## TEXT PASSAGE
+++++

Available real estate inventory skyrockets again this week
Mike Simonsen
CEO Founder | Real-time real estate data for the people who need it
Available inventory of homes for sale in the US jumped 6.2% this week to 444,000 single family homes active, unsold on the market. Buyers have cooled way off just as we reach the peak of the summer season.
Even though we added 25,000 more homes this week, the market is still 50-70% fewer than normal for this time of year. It was just 2019 we had nearly 1 million homes on the market at the end of June.
The question is how quickly can we get back to those old "normal" levels? If we look at each week's inventory change over time and forecast those change through the end of the year, we can see how we'll likely end 2022 with at least 525,000 homes on the market. Those are big year over year gains, and likely to have year over year gains in 2023 as well. With the right combination of variables could we have 1 million homes on the market next year?
I suspect that it'll take multiple years of higher interest rates, or a big recession to force that many sellers any time soon.

+++++

## Dataset entries
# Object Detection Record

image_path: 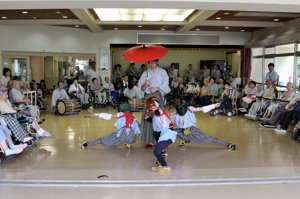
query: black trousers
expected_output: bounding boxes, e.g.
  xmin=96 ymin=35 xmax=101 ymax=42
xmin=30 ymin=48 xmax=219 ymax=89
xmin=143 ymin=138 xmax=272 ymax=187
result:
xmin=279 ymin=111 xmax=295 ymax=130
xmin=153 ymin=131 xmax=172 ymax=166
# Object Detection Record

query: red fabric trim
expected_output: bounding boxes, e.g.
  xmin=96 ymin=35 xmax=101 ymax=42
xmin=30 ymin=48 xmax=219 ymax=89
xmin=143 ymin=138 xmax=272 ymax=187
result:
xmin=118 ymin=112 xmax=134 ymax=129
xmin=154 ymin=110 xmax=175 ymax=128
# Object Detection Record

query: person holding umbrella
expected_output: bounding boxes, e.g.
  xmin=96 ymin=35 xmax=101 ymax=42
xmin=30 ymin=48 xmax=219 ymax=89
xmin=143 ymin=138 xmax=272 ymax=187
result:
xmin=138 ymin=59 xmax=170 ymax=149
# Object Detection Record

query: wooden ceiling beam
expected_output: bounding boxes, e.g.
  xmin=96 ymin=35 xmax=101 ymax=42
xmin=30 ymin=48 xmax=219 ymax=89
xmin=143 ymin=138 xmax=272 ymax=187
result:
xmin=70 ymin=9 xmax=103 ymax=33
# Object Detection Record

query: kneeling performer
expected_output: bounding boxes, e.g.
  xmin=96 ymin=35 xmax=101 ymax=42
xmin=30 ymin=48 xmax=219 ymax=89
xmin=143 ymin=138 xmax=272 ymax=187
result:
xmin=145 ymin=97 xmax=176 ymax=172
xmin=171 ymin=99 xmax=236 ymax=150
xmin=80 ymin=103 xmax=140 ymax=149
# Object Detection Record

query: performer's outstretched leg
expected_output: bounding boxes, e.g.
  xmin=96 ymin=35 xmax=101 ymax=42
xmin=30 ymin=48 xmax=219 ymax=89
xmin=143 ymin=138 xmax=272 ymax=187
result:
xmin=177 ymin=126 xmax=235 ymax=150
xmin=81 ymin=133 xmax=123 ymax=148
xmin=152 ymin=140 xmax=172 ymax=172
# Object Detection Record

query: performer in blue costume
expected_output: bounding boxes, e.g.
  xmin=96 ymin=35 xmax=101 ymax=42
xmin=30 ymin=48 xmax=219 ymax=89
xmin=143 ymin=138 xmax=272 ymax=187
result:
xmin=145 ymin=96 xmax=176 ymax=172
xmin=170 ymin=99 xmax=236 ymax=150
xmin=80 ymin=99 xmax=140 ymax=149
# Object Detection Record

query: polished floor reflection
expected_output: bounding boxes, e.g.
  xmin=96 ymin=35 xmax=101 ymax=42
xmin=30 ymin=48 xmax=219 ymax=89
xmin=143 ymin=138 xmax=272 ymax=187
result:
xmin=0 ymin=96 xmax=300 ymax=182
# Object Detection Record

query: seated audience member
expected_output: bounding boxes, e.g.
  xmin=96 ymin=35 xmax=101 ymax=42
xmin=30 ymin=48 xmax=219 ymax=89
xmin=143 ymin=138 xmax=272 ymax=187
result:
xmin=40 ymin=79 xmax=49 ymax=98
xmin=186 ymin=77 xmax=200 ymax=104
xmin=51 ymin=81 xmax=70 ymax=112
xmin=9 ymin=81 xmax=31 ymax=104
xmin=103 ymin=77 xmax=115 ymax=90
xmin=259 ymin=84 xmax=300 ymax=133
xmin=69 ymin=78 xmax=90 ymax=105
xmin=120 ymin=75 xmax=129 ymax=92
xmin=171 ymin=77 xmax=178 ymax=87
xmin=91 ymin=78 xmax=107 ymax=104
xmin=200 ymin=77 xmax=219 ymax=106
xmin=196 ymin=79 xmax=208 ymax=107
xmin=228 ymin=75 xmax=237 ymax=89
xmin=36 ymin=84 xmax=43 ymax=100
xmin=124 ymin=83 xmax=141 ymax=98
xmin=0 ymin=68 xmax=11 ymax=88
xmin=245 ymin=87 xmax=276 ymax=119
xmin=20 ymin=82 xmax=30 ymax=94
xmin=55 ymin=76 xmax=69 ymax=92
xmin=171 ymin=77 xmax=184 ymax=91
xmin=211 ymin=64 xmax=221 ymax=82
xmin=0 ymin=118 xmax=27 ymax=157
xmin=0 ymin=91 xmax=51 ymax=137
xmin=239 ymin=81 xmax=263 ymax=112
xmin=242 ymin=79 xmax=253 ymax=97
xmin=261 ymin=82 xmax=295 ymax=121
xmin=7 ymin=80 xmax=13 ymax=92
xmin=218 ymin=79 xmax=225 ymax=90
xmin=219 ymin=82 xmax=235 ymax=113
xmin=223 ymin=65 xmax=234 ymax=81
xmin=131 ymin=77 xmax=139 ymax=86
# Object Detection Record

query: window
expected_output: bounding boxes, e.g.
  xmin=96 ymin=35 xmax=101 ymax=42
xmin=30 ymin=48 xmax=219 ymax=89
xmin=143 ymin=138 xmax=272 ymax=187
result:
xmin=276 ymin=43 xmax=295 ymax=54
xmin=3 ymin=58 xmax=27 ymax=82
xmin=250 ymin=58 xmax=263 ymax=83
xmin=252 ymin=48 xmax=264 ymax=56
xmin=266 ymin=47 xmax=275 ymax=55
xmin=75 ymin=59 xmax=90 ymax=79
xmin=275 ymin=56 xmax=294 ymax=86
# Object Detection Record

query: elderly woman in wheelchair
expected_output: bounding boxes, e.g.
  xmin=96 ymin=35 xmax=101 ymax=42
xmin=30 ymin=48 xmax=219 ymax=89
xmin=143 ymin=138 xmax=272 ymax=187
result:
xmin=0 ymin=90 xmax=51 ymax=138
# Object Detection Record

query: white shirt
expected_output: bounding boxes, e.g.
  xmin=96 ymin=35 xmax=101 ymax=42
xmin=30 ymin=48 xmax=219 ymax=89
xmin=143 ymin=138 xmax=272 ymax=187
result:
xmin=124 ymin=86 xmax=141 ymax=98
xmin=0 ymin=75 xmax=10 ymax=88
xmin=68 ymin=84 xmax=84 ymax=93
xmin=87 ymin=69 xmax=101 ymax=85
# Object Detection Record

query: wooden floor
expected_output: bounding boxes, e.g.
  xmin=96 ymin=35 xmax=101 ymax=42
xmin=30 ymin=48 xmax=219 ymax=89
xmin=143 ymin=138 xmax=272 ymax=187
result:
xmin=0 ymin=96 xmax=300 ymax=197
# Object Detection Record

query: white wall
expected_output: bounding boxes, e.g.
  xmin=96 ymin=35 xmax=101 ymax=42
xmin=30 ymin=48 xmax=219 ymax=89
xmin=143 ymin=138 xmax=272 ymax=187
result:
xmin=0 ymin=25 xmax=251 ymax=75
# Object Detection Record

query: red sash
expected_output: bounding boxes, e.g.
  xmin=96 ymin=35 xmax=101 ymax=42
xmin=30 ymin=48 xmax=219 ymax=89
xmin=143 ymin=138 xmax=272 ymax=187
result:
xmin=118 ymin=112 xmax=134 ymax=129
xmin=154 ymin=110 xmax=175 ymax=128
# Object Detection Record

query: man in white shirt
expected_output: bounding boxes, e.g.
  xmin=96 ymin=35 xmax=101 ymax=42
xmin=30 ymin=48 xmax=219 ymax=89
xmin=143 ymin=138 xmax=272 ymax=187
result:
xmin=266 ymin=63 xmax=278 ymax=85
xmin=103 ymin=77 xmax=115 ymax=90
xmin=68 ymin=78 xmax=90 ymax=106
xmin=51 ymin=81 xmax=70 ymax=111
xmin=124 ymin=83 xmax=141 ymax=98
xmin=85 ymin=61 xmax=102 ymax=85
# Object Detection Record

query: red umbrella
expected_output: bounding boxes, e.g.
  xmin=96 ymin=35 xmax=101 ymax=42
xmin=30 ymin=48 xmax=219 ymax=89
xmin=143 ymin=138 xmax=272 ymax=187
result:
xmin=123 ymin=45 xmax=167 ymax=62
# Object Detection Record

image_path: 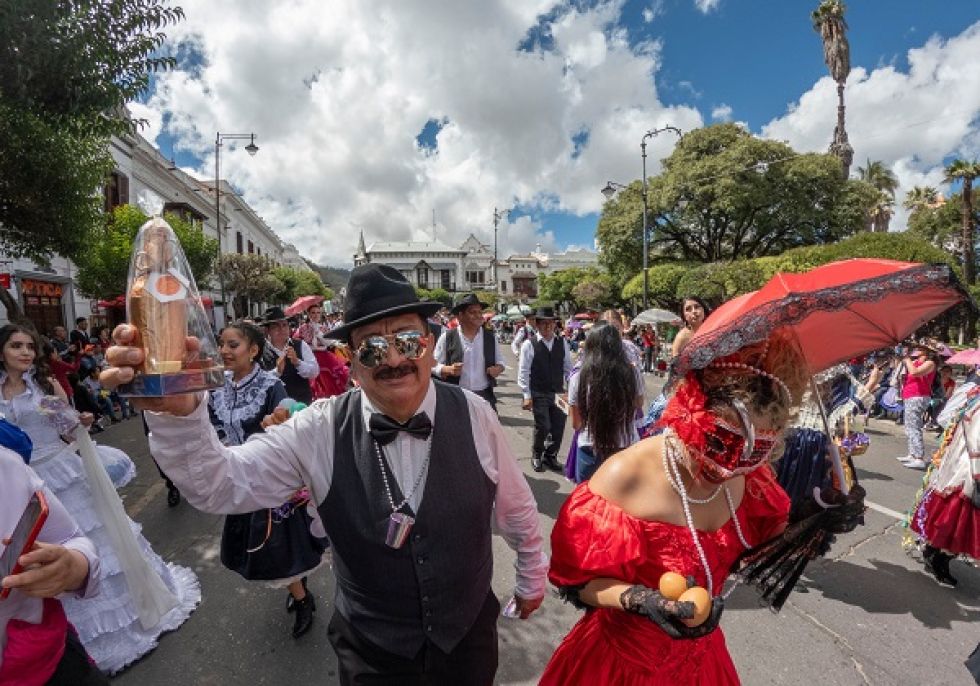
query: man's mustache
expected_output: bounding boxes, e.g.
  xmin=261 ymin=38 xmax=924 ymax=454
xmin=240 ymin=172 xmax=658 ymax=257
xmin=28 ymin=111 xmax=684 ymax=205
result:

+++++

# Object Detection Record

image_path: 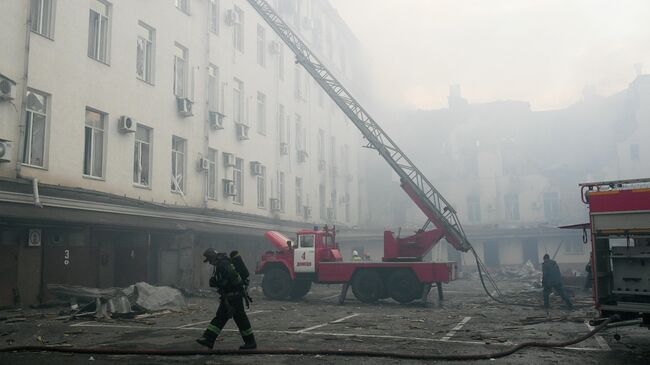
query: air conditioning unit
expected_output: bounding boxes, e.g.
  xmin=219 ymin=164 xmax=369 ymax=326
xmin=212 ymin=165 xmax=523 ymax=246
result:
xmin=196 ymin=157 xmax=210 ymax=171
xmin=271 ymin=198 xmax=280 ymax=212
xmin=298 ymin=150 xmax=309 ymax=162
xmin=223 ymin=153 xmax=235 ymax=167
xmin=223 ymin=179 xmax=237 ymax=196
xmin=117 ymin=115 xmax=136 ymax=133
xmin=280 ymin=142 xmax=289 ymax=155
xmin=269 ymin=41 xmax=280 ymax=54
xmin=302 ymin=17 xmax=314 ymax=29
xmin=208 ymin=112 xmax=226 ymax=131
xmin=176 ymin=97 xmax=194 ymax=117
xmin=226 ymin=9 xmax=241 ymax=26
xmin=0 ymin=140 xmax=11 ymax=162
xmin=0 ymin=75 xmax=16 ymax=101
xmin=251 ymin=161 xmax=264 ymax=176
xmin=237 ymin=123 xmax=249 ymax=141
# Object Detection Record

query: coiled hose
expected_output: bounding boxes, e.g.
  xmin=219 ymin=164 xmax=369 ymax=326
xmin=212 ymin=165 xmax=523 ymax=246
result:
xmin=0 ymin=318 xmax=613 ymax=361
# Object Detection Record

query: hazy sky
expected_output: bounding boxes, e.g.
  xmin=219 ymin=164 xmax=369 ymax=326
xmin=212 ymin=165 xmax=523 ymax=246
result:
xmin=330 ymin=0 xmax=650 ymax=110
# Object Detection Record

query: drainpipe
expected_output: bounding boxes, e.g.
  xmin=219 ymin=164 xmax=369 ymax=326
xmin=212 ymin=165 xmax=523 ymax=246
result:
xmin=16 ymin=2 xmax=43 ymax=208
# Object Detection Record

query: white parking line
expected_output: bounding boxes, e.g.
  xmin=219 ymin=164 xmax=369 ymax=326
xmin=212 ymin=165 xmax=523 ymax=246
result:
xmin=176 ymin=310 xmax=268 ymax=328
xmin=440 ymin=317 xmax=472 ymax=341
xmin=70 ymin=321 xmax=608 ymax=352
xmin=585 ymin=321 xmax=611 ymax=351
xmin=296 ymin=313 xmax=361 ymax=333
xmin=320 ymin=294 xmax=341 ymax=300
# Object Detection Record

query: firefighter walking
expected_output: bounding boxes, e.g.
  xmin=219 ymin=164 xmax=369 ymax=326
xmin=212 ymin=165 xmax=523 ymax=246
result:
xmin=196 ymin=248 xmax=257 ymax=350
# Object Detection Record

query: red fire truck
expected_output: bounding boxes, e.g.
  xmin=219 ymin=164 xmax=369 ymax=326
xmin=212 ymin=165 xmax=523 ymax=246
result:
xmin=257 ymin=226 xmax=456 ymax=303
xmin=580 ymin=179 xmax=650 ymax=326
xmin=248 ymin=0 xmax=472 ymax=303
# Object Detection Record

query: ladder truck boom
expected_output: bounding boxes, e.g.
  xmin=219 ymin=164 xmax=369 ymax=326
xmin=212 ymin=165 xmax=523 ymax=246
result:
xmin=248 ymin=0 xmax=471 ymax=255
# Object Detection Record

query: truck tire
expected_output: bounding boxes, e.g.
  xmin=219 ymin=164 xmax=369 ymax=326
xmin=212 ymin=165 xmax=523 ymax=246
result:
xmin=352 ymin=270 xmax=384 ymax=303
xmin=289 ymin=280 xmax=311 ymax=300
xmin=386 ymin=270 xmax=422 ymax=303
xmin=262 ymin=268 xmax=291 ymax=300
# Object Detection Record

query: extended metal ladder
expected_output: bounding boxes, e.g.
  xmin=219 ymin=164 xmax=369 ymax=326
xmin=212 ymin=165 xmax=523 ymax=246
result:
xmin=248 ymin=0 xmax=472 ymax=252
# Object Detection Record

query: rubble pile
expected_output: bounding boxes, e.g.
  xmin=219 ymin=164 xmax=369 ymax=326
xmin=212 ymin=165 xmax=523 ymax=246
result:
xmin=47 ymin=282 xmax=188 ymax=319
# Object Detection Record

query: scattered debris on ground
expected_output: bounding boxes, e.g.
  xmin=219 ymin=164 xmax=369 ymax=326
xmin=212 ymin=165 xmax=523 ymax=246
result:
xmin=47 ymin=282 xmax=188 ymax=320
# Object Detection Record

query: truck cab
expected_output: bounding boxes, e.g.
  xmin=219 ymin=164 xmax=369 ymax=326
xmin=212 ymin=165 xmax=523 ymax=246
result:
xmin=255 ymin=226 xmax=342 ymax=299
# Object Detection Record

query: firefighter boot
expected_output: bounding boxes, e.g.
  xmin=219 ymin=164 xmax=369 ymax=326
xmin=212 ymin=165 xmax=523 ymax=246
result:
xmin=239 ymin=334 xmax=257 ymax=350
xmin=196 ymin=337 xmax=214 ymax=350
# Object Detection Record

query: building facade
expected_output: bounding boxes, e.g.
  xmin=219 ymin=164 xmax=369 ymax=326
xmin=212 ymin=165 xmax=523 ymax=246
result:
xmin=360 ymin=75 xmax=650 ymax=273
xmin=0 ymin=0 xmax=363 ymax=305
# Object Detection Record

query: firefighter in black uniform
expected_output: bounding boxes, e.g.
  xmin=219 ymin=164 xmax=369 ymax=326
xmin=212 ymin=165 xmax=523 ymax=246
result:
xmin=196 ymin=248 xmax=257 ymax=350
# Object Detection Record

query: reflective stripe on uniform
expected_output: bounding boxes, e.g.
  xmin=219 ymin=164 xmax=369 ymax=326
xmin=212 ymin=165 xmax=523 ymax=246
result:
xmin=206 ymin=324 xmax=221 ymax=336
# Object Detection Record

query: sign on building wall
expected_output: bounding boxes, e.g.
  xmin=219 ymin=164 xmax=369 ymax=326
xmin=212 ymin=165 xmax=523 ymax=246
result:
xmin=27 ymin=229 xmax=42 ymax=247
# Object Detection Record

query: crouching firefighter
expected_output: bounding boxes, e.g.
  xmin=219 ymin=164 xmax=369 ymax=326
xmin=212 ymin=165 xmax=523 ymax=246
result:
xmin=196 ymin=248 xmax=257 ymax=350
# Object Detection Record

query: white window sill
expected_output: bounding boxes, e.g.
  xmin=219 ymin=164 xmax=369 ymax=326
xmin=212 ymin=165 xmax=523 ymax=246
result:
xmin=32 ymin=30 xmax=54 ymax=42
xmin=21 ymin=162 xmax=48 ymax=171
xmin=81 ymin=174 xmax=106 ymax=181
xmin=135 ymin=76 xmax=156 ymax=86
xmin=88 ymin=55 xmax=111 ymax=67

+++++

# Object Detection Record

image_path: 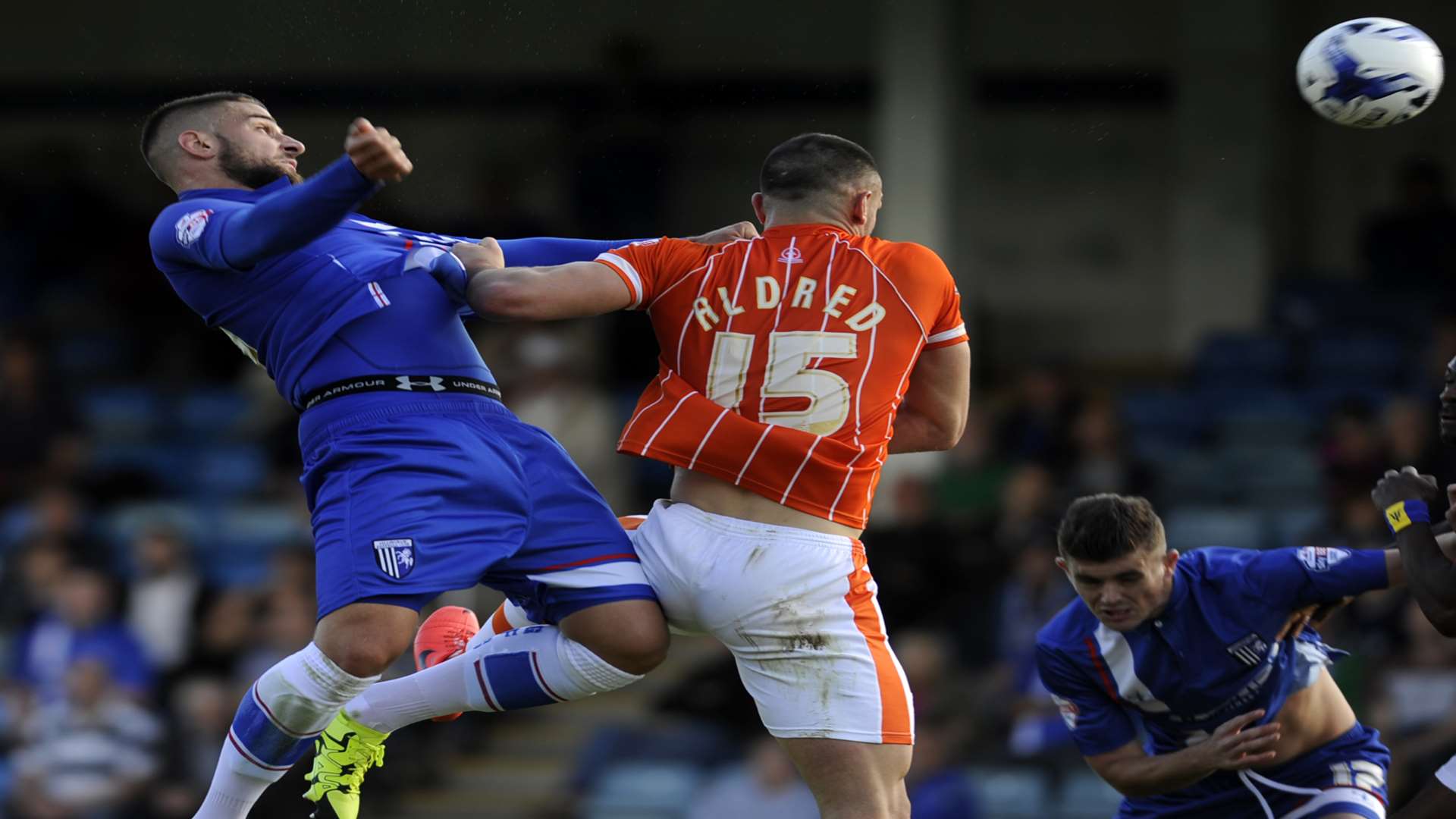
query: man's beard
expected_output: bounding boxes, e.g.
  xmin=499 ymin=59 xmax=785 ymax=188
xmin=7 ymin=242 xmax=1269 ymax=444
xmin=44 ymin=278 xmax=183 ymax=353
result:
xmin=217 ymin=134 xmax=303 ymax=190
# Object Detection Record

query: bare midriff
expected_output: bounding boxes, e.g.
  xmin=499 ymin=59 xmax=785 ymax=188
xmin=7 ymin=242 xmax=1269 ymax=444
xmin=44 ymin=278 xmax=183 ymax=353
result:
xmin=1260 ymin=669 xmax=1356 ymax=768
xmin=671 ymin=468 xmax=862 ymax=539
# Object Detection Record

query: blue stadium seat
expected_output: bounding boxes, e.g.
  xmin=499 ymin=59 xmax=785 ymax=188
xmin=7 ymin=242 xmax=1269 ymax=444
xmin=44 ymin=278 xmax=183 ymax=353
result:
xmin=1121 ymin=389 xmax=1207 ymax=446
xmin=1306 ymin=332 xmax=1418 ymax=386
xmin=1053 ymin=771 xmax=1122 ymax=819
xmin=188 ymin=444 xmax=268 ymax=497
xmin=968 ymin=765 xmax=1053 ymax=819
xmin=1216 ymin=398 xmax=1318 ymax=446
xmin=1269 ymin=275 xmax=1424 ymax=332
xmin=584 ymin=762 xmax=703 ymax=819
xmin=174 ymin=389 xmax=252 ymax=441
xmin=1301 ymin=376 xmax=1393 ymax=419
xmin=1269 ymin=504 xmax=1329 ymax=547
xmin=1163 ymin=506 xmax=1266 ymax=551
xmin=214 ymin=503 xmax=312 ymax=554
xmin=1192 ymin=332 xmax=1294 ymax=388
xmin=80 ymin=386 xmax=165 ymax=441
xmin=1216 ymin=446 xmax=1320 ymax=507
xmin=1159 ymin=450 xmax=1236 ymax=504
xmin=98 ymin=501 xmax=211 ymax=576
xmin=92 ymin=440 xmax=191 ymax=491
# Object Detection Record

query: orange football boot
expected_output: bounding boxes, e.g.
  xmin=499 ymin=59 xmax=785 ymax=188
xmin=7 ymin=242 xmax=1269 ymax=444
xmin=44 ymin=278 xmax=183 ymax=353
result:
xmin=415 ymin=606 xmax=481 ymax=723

+++++

## WHAT YOU ARE ASKED TO DO
Pick up the piece on US housing inventory after its last sentence and carry it forward.

## ANSWER TO THIS EXERCISE
Meanwhile home prices ticked down this week for the first time since January. The median price of single family homes in the US is $453,800 for the week of June 27 2022.
The price of the (leading indicator) newly listed cohort is also down to $419,900. This tells us that we have no more price appreciation this summer. We'll be watching these trends to see if prices fall faster than seasonal expectations in Q3. So far, prices have been sticky even as demand is backing way off.
And we can see demand backing off in the price reductions number, which is also skyrocketing. This week 29% of the homes unsold on the market have had a price cut. Next week will be over 30%, the most since Christmas 2019. I bet we see 40% by this fall. Some sellers are going to be very surprised!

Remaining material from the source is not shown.